● **The task**:
Would you give all the entries below as a numbered list, skipping blank lines and leaving the pictures out?

[Lines of data]
::::

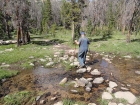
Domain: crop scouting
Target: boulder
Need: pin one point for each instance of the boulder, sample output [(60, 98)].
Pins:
[(42, 60), (98, 80), (95, 72), (90, 79), (74, 64), (82, 70), (89, 68), (112, 84), (88, 89), (126, 95), (106, 96), (63, 81), (137, 72)]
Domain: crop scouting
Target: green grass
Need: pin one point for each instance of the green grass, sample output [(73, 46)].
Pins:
[(71, 102), (116, 44), (23, 53), (7, 73), (17, 98)]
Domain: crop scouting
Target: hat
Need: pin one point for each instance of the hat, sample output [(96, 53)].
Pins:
[(82, 33)]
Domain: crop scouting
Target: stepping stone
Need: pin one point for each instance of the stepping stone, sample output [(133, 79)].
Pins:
[(95, 72), (59, 103), (127, 96), (112, 103), (83, 70), (98, 80), (89, 68), (106, 96)]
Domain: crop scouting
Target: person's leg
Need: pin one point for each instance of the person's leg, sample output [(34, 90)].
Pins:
[(81, 58), (84, 59)]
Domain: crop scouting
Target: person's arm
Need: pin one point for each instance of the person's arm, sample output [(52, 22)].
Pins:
[(77, 42)]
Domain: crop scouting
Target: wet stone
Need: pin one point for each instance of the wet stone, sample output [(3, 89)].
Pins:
[(98, 80), (126, 95), (74, 91), (107, 96), (63, 81), (59, 103), (91, 104), (112, 84), (83, 70), (112, 103), (137, 72), (95, 72)]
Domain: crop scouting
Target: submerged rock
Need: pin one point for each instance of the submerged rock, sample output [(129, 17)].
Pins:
[(126, 95), (106, 96), (95, 72), (112, 84), (83, 70), (98, 80)]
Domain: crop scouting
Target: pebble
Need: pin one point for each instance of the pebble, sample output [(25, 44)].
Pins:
[(127, 96), (63, 81), (88, 69), (109, 89), (83, 70), (137, 72), (98, 80)]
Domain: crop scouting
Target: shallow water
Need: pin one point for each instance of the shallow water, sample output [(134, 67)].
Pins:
[(121, 71)]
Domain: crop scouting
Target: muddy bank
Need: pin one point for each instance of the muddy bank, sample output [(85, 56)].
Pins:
[(46, 80)]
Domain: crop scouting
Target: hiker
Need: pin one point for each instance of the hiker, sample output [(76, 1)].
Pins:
[(83, 49)]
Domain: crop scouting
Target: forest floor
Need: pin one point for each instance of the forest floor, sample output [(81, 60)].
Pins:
[(35, 79)]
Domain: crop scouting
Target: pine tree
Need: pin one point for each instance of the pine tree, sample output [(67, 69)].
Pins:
[(2, 33), (47, 16), (89, 27)]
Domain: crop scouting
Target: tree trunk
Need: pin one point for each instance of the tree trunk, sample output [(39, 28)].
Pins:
[(73, 35), (18, 36), (128, 37)]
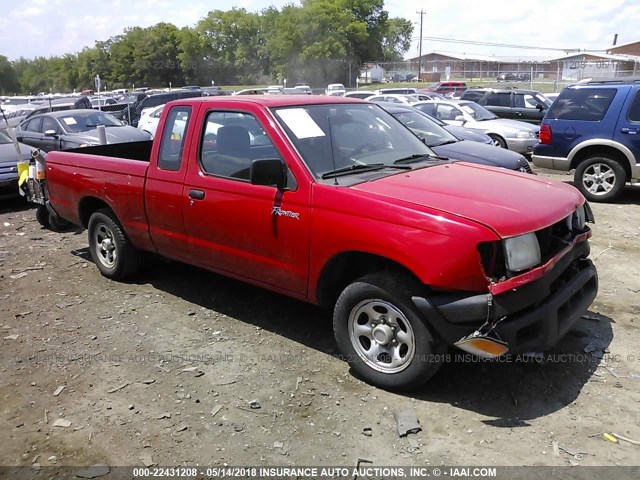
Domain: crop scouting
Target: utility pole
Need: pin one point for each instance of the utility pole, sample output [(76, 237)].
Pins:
[(421, 13)]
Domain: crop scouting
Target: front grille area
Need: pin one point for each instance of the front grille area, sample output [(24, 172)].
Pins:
[(552, 240)]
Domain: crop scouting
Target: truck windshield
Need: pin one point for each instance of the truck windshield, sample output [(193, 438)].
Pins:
[(334, 137)]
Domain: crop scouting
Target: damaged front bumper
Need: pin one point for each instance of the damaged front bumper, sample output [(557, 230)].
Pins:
[(531, 312)]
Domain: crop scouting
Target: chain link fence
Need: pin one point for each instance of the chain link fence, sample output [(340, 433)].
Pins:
[(547, 76)]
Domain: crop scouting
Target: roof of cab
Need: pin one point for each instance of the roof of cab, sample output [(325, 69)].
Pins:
[(271, 100)]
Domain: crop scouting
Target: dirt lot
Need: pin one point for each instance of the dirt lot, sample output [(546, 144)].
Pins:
[(163, 370)]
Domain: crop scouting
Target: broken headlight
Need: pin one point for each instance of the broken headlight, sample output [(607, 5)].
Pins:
[(522, 252)]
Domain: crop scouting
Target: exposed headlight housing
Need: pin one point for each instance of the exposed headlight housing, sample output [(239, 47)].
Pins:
[(525, 134), (522, 252)]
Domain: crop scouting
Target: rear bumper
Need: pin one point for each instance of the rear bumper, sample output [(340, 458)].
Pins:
[(522, 145), (552, 163), (536, 315)]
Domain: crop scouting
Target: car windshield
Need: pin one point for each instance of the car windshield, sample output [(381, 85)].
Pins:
[(427, 130), (351, 137), (84, 121), (476, 111), (4, 138)]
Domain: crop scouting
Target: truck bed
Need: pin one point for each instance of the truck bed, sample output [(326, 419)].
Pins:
[(130, 150)]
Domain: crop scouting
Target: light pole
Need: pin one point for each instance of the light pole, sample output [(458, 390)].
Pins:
[(421, 13)]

::::

● **Exercise answer**:
1. Domain: crop scouting
2. Target: boulder
3. Need: pin one point for each instance of the boulder, sample output [(60, 98)].
4. Pins:
5. [(42, 60), (98, 80), (95, 72), (90, 79), (74, 64), (82, 70), (89, 68), (112, 84), (88, 89), (126, 95), (106, 96), (63, 81), (137, 72)]
6. Domain: crop scouting
7. Target: green grass
8. Need: pin one point for each instance of the green grass, sample output [(73, 46)].
9. Pins:
10. [(71, 102), (116, 44), (23, 53), (7, 73), (17, 98)]
11. Domain: crop scouting
12. Target: hat
13. Need: pin one point for each instance of the hat, sample output [(96, 53)].
14. Pins:
15. [(82, 33)]
16. Domain: crop scouting
17. Target: stepping stone
18. Need: pin one point for each instance of the stepping stone, sample output [(133, 79)].
19. Pins:
20. [(95, 72), (59, 103), (127, 96), (112, 103), (83, 70), (98, 80), (89, 68), (106, 96)]
21. Domain: crop scouting
22. Target: person's leg
23. Need: pin one point for each instance of the person's leg, sample output [(34, 90)].
24. Pins:
25. [(81, 58), (84, 59)]
26. Domain: crop scouting
27. Target: person's arm
28. Need: pin one point for each instance of the person's arm, sample output [(52, 22)].
29. Pins:
30. [(77, 42)]
31. Domain: crop scouting
32. Target: wet stone
33. Need: pin one point for each instance of the wet stone, sample output [(3, 89)].
34. Pins:
35. [(98, 80), (126, 95), (74, 91), (107, 96), (63, 81), (59, 103), (91, 104), (112, 84), (83, 70), (112, 103), (137, 72), (95, 72)]
36. Domain: crop scouting
37. Target: submerged rock
38. Need: pin one point for each instance of the submerged rock, sample output [(129, 17)].
39. Pins:
40. [(126, 95), (106, 96), (95, 72), (112, 84), (83, 70), (98, 80)]
41. Domain: crop scouting
42. Target: pebble
43. Need: pin one point for each instance of the pebble, sample output [(25, 44)].
44. Pins:
45. [(127, 96), (63, 81), (88, 69), (109, 89), (83, 70), (137, 72), (98, 80)]
46. Domain: crop scouting
47. Target: shallow water
48. Need: pin one point for each instance of the shallow water, sample output [(134, 67)].
49. Pins:
50. [(121, 71)]
51. Domain: crop scouting
52. Target: muddy bank
53. Need: pin one point for each instance of the muddy bank, sample output [(85, 56)].
54. Pins:
55. [(46, 80)]
56. Domain: crop scouting
57. Target: hiker
58. Need: pin one point for each instance of the hiker, sample output [(76, 1)].
59. Pins:
60. [(83, 49)]
61. Domain: crop scouting
62. Target: forest floor
63. Need: pin one point for each instance of the forest floor, sample output [(81, 60)].
64. Pins:
65. [(35, 79)]
66. Domain: crop scouting
67. Target: pine tree
68. Need: pin one point for each instance of the pine tree, sample output [(67, 69)].
69. Pins:
70. [(2, 33), (47, 16), (89, 27)]
71. Domain: crop scouting
72. Target: tree trunk
73. Need: pin one point for each instance of the tree trunk, sample output [(39, 28)].
74. Pins:
75. [(73, 35), (18, 36), (128, 37)]
76. Domain: crop scouting
77. Target: utility pole
78. Need: pin one point for each instance of the utility pole, sample output [(76, 237)].
79. Pins:
80. [(421, 13)]
81. Domain: crop scouting
82. Target: front grille area
83. Need: pin one point for each instance of the front grille area, sample output [(24, 172)].
84. Pins:
85. [(552, 240)]
86. Domain: crop scouting
87. Target: truck windshield
88. Need: pin one point for each instance of the truck windshield, sample output [(193, 438)].
89. Pins:
90. [(334, 137)]
91. Domain: crop scouting
92. Target: damaged front bumper
93. Need: pin one point for each instance of the damaged front bumper, sample output [(557, 230)].
94. Pins:
95. [(531, 312)]
96. Domain: crop scouting
97. Target: chain link fence
98. Need: pin one point for each instance of the chain link fence, sample output [(340, 433)].
99. Pins:
100. [(547, 76)]
101. Domain: crop scouting
102. Target: roof of cab
103. Need: pin one point for each instance of the roof of cab, sample output [(325, 69)].
104. Pins:
105. [(271, 100)]
106. Domain: crop scouting
107. Target: dirt lot
108. Need: pin one point for each instance of the dirt lot, sample output [(546, 144)].
109. Pins:
110. [(163, 370)]
111. Domain: crop scouting
112. Target: broken headlight
113. Need: pin one point for each instance of the broken headlight, sample output [(607, 5)].
114. Pins:
115. [(522, 252)]
116. Domain: crop scouting
117. Target: exposed headlight housing
118. Need: pin one point for each instance of the exposed headlight housing, sample output [(239, 47)].
119. Pins:
120. [(525, 134), (522, 252)]
121. Domain: crop scouting
122. Target: rear bumper
123. Need: pin one point for each instance of the rear bumper, sample output [(340, 458)].
124. Pins:
125. [(522, 145), (552, 163), (536, 315)]
126. Domain: crop scouting
127. Target: car windshield
128. Need: pin one point for each instance of the car windshield, sample output [(381, 85)].
129. Pins:
130. [(427, 130), (351, 137), (84, 121), (476, 111), (4, 138)]
131. Domain: crop scouting
132. Target: truck bed
133. Need: pin one point for each instance of the truck bed, sample output [(326, 419)].
134. Pins:
135. [(130, 150)]
136. Domain: crop scouting
137. Target: light pole
138. Need: pin one point for each instance of the light pole, sample output [(458, 390)].
139. Pins:
140. [(421, 13)]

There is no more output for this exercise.